::: Textausschnitt :::
Den restlichen Tag über wenig Bemerkenswertes. Draußen schneite es recht dauerhaft, ich entschied mich gegen Fitness und überhaupt gegen weitere aushäusige Aktivitäten und zog mich aufs Sofa zurück. Viel Wäsche abhängen-waschen-aufhängen-bügeln, ein bisschen aufräumen, ein bisschen Katerbespaßung, ansonsten versank ich in den Tiefen des Internets. Für den Abend hatten wir Lasagne geplant, darauf verzichtete ich aber angesichts des Krankenlagers, stattdessen einfach Nudeln mit Tomatensauce, mit frischen Pilzen, Knoblauch und einer halben Packung tiefgekühltem Blattspinat. Dem Liebsten war es recht. Er blieb sowieso mehr oder weniger auf dem Sofa, auch als ich dann im Schlafzimmer verschwand: Das Wohnzimmer war wärmer, und der Wasserkocher war näher. Und außerdem hielten wir uns in der Nacht nicht gegenseitig wach und die Chance, dass ich mich vielleicht nicht ansteckte, war geringfügig höher. Bildeten wir uns zumindest ein.
:::
Bitte bearbeiten:
A - Welche Zutaten nennt der Tagesbericht für das Abendessen, das statt der Lasagne gekocht wurde? Zähle alle auf.
B - Beantworte diese Fragen zum Tagesbericht:
(i) Wie war das Wetter draußen?
(ii) Was war ursprünglich für den Abend geplant?
(iii) Welche zwei Gründe werden dafür genannt, dass das Wohnzimmer für den Liebsten günstiger war?
C - Schreib den Tagesbericht ab seinem letzten Satz weiter.
::: Vorliegende Einträge :::
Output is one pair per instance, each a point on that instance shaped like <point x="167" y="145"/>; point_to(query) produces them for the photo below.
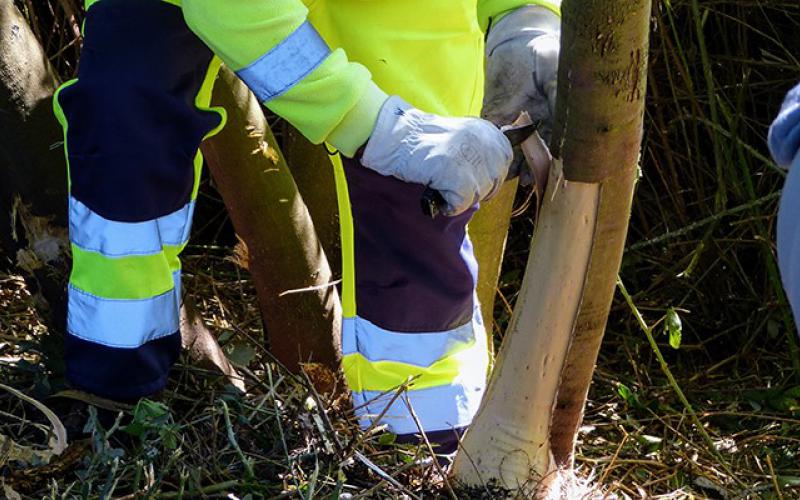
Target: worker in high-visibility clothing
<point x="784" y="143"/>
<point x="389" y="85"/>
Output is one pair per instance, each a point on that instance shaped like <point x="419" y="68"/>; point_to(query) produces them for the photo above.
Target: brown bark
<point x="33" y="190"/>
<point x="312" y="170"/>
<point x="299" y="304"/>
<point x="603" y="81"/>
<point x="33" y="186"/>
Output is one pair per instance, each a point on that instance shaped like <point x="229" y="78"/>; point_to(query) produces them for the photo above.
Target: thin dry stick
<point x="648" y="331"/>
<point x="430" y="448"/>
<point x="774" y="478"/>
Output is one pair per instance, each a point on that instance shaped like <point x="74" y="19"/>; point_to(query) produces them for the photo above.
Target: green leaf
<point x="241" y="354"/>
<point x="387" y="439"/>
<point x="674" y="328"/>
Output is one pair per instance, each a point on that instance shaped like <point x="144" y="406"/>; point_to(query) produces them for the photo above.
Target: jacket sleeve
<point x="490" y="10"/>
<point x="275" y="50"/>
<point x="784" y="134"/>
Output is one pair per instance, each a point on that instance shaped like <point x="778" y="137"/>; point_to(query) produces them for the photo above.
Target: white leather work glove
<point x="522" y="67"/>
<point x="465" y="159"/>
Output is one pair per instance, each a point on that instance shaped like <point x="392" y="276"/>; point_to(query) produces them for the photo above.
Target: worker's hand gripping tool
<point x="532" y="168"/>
:::
Die Lösungen:
A -
- Nudeln
- Tomatensauce
- frische Pilze
- Knoblauch
- eine halbe Packung tiefgekühlter Blattspinat

B -
(i) Es schneite recht dauerhaft.
(ii) Lasagne.
(iii) Das Wohnzimmer war wärmer, und der Wasserkocher war näher.

C -
Am Sonntag wachte ich so halb-okay auf: Zwar nicht krank, aber mit einem blöden Kopfweh-Kopf. Der Grund zeigte sich beim Blick aus dem Fenster: Knackig kalt (in der Nacht war es auf minus zehn Grad gesunken) und komplett strahlend blauer Himmel, kein Wölkchen zu sehen – typisches Kopfwehwetter für mich. Es wurde aber zum Glück im Lauf des Tages besser.
Der Liebste war immer noch ordentlich am Husten und krächzte vor sich hin (und war ein bisschen traurig, weil der Lauf ohne ihn startete) – wir beschlossen also, den Tag einfach nur rumzubummeln und wirklich gar keinen Stress zu machen. Ich schaltete gleich mal Harold fürs Erdgeschoss aus, kein weiteres Putzen heute. Eine letzte Maschine Wäsche ließ ich durchlaufen, damit war dann wirklich das Wichtigste gemacht. Mittags ein zweites Mal Nudeln mit Tomatensauce mit den restlichen Pilzen, und sonst: Sofa.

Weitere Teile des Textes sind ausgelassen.